> **DOCUMENT SOURCE**
China Moses a l’habitude d’être au four et au moulin, de jongler entre les différentes casquettes. Chanteuse avant tout, autrice et compositrice, elle est aussi animatrice (de l’émission Made In China sur la radio TSF Jazz, après plusieurs expériences en télé, chez MTV France ou Canal +) et patronne de son propre label.

Au Nice Jazz Fest, ce sera un peu la même limonade pour l’Américaine, dont l’énergie et le sourire seront forcément communicatifs. Parce que mine de rien, la quadra a un côté Wonder Woman. Elle, pour sa part, se voit comme « laborieusement normale, comme tout le monde ». Au téléphone, elle complète tout de même son propos. « Les étoiles se sont alignées pour moi, j’ai la chance, le privilège de monter sur scène et de parler. Quand j’ouvre ma gueule dans une micro, c’est une responsabilité pour moi, et j’utilise ce pouvoir. »

Deux concerts, de l’animation et des jams pour finir?

Durant l’édition 2025 du Nice Jazz Fest, China Moses aura plusieurs occasions de montrer de quel bois elle se chauffe.

« L’année dernière, j’étais un peu la mascotte, j’avais le rôle d’ambianceuse sur la Scène Masséna. Cette fois, on m’offre la possibilité de jouer avec mon groupe au Théâtre de Verdure lors de la soirée d’ouverture, le 24 juillet. Je présenterai mon nouvel album, It’s Complicated (sortie le 3 octobre). Le dernier soir, le 27 juillet, je jouerai aussi avec Hugh Coltman, Robin McKelle, Jowee Omicil et des membres de The Amazing Keystone Big Band pour Jazz Celebration, un spectacle avec des reprises de standards qu’on avait monté pour les 25 ans de TSF Jazz, durant l’automne dernier. »

En plus de tout cela, il y a fort à parier que l’on retrouvera à nouveau China Moses dans le costume de MC, ou en train de participer aux jam sessions à une heure avancée de la nuit.

Données extraites d’une collection

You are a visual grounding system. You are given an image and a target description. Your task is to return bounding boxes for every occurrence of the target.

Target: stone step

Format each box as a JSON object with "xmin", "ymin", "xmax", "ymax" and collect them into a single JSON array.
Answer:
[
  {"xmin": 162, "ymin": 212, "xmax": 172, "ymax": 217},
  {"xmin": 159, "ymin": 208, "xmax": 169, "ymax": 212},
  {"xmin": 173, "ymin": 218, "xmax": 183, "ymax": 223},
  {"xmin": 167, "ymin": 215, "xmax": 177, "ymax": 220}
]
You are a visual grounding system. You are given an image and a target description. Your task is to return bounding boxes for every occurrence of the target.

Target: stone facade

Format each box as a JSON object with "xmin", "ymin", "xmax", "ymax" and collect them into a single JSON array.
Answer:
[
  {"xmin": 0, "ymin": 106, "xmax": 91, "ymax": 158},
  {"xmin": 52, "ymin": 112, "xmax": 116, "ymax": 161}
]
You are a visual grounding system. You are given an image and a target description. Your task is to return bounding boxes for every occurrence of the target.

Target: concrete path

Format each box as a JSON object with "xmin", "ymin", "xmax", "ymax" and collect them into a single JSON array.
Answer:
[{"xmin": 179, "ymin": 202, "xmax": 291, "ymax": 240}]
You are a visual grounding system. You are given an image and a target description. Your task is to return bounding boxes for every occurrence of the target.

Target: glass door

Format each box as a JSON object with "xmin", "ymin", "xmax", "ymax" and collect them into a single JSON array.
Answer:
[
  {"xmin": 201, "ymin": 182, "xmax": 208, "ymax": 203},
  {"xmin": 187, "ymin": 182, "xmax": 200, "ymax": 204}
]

> **CONSIGNES**
a. Les affirmations suivantes concordent-elles avec le texte sur China Moses ? Répondez par oui ou par non pour chacune, en citant les mots du texte qui tranchent. (i) China Moses anime une émission sur la radio TSF Jazz. (ii) L’album It’s Complicated sort le 24 juillet. (iii) L’an dernier, China Moses jouait avec son groupe au Théâtre de Verdure.
b. Poursuivez le texte sur China Moses au Nice Jazz Fest après sa dernière phrase.

> **RÉPONSES PAR CONSIGNE**
a.
(i) Oui : « elle est aussi animatrice (de l’émission Made In China sur la radio TSF Jazz ».
(ii) Non : « Je présenterai mon nouvel album, It’s Complicated (sortie le 3 octobre). »
(iii) Non : « L’année dernière, j’étais un peu la mascotte, j’avais le rôle d’ambianceuse sur la Scène Masséna. »

b.
« La programmation est folle »

« C’est bien possible, parce que j’adore l’équipe du Nice Jazz Fest », nous glisse-t-elle.

La fille de la chanteuse Dee Dee Bridgewater et du réalisateur Gilbert Moses apprécie particulièrement la direction prise par l’événement depuis deux ans.

« Inviter une artiste comme Raye, multi-instrumentiste, incroyable en impro, avec une imagerie un peu rétro, c’est incroyable. Moi, le premier soir, je joue avant John Scofield, tu te rends compte? Vraiment, la programmation est folle. Nubya Garcia, Daoud, c’est très fort. Et Sullivan Fortner (à retrouver avec son trio le 24 et avec John Clayton et Jeff Hamilton le 25, pour un hommage à Oscar Peterson), dans notre milieu, c’est déjà une légende. »

« Le jazz est une musique vivante »

Juste avant qu’on l’appelle, China Moses est tombée sur un billet paru dans le journal Libération, qui se demandait pourquoi il n’y avait plus de jazz dans les festivals de jazz, ainsi que sur un article du Figaro se demandait pour sa part s’il y avait encore du jazz dans les festivals qui lui sont a priori dédiés.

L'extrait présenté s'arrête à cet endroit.